== WHAT IS BEING ASKED ==
The job is to output each record again, character for character.

═══ RECORDS PROVIDED

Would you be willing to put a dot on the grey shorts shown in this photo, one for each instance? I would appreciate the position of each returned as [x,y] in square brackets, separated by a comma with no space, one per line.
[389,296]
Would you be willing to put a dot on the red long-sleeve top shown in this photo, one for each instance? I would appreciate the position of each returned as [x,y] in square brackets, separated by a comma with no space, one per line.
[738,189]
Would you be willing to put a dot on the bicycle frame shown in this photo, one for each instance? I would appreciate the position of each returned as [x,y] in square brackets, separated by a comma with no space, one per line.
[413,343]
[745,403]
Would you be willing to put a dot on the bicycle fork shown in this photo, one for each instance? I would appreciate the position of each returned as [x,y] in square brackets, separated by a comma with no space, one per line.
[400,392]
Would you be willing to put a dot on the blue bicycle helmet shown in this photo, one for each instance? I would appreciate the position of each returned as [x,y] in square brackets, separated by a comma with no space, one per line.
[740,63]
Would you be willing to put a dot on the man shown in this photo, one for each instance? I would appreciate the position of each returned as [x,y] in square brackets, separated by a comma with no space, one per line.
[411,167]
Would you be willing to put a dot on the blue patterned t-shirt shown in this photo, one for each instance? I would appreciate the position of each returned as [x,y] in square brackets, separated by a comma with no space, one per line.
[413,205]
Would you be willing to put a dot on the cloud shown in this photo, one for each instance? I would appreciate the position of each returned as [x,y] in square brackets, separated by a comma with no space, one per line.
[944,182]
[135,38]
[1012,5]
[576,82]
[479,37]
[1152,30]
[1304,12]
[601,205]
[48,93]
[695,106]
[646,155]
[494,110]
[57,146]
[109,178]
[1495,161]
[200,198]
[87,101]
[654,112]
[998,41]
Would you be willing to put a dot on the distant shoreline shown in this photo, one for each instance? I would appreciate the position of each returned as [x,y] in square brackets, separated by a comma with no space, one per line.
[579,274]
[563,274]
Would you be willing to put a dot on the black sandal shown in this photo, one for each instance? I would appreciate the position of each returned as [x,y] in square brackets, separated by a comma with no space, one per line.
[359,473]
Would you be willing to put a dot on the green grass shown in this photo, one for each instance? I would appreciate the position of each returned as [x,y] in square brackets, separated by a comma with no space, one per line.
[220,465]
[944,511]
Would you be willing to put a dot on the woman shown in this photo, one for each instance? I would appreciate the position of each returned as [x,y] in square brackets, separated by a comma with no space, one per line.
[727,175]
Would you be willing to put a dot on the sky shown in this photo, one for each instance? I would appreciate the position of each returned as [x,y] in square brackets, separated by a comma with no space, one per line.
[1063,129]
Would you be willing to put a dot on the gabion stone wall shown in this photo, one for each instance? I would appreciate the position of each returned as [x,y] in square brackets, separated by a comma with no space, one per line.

══════

== RESPONSE BOX ==
Would you be willing to put a dot on the grey shorts shown in this photo, one for each instance? I would appreciate the position of each returned as [x,y] in square brackets, separated by a comma with no space, one per line.
[389,296]
Would you be willing to put a dot on the red long-sleeve top shown in this photo, one for each instance? I would appreciate the position of each returned as [x,y] in square brackets, separated by a comma with no space, one per line.
[738,189]
Would you be willing to put a dot on the bicycle frame shown in this photo, one for each instance? I would appreciate the position of each returned as [x,y] in square brackets, separated by a comma with no space, one per line.
[413,343]
[745,403]
Would you be willing to put a dot on the bicycle fork shown in this photo, one for each instance? I would appreciate the position of each returned as [x,y] in square brackets, separated by a comma with no space, one per line.
[400,392]
Would you be willing to put a dot on the blue bicycle helmet shown in this photo, one for each instance? I would appreciate the position of each returned as [x,y] in square brackets, separated by a comma with no space, one per line.
[740,63]
Would you be willing to put a dot on the man shown in this photo, one for each instance? I would appreciate the position of each returned as [x,y] in square brackets, separated by a comma with no space, one per line.
[411,167]
Would you be willing to put a dot on the blue patterned t-shirt shown in this photo, one for each instance? I would appreciate the position of each returned as [x,y] in square brackets, separated by a comma with no space, one per line.
[413,205]
Would you be willing to put a dot on the cloud shown in this photo, one for each instance? I would appreciate the position of each returned as [x,y] in square brackets, separated by a comma with no space, one per line.
[944,182]
[135,38]
[1012,5]
[576,82]
[479,37]
[1152,30]
[1304,12]
[601,205]
[48,93]
[695,106]
[646,155]
[494,110]
[57,146]
[109,178]
[1495,161]
[200,198]
[87,101]
[654,112]
[998,41]
Would you be willing to put a dot on the distant shoreline shown in this photo, one for each instance? I would appreciate the position of each returned as [x,y] in square brackets, separated by a comma with no space, one per line.
[579,274]
[563,274]
Would you be willing to put a dot on the black sandal shown in this photo, one for each instance? I would appreciate the position of each returned as [x,y] in square brackets, separated by a comma with no space, one per line.
[359,473]
Would you be willing to put a dot on the green grass shown in this photo, one for each instance? I would appreciate the position of each returned as [x,y] in square brackets, separated by a comma with no space, one per line.
[220,465]
[944,511]
Would you be willing to put a dot on the woman shown in this photo, one for each instance? I would appreciate the position of each returned as [x,y] in square brackets, separated by a comma with no space, one per line.
[727,175]
Would you be willing to put a dot on the sky shown in this photo, one for each instance? I would appreciate the position of each returned as [x,y] in square brackets, separated by a comma with no space, one per line.
[1063,129]
Would you be willing to put a dot on the gabion stone wall shown in this photo, one for each instance? I would appreciate the position of each returned as [x,y] in square brackets, separated by a comma with no space, one per line.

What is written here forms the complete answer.